→ SELECTED EXTRACT

==========

Argineh Zadoorian, “Survival Key,” oil paint on wooden panel, 8 x 10 in, 2012.

How has your style changed over the years? 

Well, my style has changed and it hasn’t. I definitely grew as an artist both technically and intellectually. The  quality of my figurative works has changed towards better over the years with  more practice and experience. I keep using the female figure and pattern as two  important components of my works and this hasn’t changed. The visualization of it though, has indeed changed. I also do more realistic drawings and paintings  than I used to do.  

What life experiences have influenced your work? 

Being a “child of the revolution,” as we were called back in Iran, I have seen  firsthand effects of war, conflict, struggle, discrimination, inequality and most  important of all constant oppression. These all directly or indirectly have  influenced my works over the years. But as time goes by and my attachment with  the past experiences reclines, the new experiences replace their place and these  also create a new body of work.

==========

→ RECORD SET
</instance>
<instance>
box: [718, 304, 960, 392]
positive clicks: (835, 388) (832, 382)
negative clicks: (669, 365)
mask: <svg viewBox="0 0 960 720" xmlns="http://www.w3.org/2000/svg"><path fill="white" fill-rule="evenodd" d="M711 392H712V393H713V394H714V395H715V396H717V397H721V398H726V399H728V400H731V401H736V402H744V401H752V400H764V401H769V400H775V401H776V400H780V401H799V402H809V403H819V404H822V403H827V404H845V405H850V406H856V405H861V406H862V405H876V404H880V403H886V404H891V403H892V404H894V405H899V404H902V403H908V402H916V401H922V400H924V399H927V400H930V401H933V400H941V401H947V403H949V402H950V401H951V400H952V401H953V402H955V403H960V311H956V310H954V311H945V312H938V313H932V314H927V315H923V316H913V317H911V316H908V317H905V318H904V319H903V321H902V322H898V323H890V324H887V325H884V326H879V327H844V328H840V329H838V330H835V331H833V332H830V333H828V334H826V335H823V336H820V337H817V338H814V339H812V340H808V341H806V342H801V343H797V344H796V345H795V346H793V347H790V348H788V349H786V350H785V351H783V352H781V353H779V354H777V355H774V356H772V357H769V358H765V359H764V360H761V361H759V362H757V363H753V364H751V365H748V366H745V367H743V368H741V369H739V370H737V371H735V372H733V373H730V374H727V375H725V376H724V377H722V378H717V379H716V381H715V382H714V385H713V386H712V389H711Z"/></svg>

==========

→ ACTION ITEM
Repeat word for word the passage of the artist interview between "What life experiences" and "body of work.", inclusive. The records have nothing to do with this.

→ SOLUTION TO THIS EXERCISE
What life experiences have influenced your work? 

Being a “child of the revolution,” as we were called back in Iran, I have seen  firsthand effects of war, conflict, struggle, discrimination, inequality and most  important of all constant oppression. These all directly or indirectly have  influenced my works over the years. But as time goes by and my attachment with  the past experiences reclines, the new experiences replace their place and these  also create a new body of work.